## Required task
Pick out every line of the items below that contains the word "horse", and copy each such line in full. Treat the match as case-sensitive.

— BEGIN Recorded data —

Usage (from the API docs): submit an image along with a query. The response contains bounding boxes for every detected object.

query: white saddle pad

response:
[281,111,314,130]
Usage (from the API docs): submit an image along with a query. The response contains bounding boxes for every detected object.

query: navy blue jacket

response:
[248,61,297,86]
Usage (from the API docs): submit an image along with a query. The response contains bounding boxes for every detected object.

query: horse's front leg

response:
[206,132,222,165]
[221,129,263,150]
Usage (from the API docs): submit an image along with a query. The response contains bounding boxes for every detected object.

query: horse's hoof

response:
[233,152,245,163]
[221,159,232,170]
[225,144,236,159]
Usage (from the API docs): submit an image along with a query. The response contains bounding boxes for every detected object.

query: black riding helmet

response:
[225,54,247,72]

— END Recorded data —
— BEGIN Recorded data —

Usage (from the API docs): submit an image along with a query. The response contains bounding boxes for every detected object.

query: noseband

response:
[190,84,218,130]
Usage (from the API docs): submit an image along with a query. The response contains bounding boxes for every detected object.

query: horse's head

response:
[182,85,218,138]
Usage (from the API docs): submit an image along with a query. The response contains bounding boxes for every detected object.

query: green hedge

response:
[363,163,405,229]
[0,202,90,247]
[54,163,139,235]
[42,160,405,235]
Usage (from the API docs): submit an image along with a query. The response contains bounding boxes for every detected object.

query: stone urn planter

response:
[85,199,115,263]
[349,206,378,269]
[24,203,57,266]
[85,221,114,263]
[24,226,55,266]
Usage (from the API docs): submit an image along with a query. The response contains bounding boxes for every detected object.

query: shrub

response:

— END Recorded data —

## Answer
query: horse's front leg
query: horse's hoof
query: horse's head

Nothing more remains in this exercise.